Study material:
....

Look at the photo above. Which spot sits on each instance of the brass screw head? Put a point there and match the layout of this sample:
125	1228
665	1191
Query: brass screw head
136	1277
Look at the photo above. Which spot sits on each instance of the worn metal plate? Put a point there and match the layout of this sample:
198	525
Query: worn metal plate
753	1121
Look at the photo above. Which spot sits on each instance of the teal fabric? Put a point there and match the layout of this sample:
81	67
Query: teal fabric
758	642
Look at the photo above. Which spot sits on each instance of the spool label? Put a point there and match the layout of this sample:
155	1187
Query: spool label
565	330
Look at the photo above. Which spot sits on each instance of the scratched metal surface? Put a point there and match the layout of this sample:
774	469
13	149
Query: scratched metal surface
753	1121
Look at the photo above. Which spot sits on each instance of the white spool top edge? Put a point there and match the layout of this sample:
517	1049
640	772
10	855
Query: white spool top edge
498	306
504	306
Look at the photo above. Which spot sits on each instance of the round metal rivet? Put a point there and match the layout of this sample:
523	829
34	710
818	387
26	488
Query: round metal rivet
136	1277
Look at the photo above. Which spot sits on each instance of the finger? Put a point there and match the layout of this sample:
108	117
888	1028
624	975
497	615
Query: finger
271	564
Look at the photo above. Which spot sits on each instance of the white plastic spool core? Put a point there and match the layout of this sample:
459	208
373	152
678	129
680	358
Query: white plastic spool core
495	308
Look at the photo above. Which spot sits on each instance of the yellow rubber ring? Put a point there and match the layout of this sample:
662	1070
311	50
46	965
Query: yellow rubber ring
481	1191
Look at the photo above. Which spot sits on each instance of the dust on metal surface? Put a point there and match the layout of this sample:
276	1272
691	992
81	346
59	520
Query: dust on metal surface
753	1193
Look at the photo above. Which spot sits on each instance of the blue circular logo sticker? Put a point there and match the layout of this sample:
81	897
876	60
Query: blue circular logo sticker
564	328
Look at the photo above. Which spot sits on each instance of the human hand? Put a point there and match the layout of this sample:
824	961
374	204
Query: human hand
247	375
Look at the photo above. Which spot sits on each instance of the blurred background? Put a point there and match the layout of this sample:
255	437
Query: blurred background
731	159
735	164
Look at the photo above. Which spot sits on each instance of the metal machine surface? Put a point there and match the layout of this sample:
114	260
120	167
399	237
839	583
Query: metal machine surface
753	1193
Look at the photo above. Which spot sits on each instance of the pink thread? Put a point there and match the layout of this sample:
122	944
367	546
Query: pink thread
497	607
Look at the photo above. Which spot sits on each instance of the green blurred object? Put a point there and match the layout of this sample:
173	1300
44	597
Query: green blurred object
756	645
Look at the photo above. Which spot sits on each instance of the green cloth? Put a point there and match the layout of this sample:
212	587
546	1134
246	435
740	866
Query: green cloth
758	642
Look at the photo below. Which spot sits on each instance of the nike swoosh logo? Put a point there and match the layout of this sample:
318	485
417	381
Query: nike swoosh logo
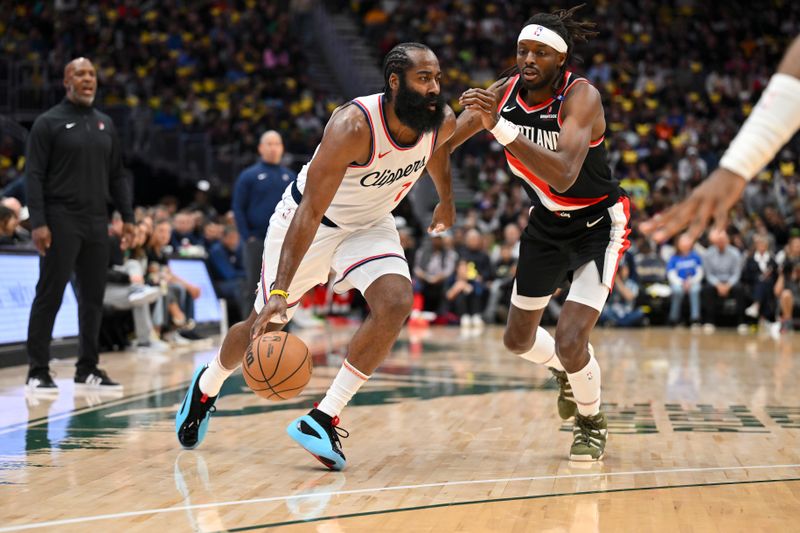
590	224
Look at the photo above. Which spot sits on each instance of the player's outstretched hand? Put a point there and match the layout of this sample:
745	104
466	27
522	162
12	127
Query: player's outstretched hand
484	102
276	305
712	199
444	216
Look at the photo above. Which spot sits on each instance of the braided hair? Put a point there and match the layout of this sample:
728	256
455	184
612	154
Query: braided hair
562	22
397	62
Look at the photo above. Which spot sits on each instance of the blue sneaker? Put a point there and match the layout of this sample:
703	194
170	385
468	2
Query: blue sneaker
319	435
191	421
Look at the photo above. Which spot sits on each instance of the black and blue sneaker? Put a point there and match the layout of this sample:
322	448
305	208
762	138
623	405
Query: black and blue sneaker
191	421
319	434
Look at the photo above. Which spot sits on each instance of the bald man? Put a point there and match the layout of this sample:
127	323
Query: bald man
74	165
258	190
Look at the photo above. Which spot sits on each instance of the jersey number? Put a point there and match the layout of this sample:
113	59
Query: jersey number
402	190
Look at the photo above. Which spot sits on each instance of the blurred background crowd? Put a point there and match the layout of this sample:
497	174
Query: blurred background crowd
193	85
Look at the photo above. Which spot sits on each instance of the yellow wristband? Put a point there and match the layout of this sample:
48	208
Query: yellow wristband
278	292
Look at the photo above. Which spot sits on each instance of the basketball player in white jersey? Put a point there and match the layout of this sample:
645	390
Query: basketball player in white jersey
552	126
337	216
773	121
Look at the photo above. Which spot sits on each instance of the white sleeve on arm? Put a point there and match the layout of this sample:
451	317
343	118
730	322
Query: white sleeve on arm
773	121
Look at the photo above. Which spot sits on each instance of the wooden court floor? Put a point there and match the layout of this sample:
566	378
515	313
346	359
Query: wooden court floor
452	434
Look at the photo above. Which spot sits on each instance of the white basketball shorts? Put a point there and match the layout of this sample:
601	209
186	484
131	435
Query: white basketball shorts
357	257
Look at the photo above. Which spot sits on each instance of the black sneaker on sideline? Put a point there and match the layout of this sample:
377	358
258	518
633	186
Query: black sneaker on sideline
96	379
41	382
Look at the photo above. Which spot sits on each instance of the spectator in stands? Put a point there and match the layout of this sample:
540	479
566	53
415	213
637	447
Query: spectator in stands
478	271
637	188
758	277
651	275
463	297
621	309
227	271
692	169
212	233
722	266
434	263
184	233
126	289
176	308
478	262
257	192
685	274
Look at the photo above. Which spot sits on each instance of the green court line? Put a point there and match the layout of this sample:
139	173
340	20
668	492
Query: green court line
102	405
501	500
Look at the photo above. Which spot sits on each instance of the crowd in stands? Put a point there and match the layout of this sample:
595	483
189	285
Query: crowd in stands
231	69
676	78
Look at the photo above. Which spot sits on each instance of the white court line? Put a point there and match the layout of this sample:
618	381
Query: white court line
387	489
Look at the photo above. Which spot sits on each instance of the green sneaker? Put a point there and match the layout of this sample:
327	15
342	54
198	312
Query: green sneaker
566	401
589	438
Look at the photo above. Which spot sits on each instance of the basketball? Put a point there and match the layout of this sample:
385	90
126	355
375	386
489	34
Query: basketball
277	366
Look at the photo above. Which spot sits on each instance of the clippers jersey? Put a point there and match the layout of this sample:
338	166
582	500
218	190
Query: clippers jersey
595	189
371	191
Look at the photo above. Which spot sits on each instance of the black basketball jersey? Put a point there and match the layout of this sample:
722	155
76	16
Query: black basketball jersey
594	189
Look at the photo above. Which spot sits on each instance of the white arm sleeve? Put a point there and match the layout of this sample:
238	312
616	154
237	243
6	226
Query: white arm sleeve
773	121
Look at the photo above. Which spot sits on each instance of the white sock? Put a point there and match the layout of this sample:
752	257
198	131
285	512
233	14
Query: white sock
543	351
347	382
586	387
212	379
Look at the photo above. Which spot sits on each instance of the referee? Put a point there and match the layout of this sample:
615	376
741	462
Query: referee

....

Problem to solve: Provide the number of lines in the records above that contain the word "referee", with no additional words.

Finished task: 2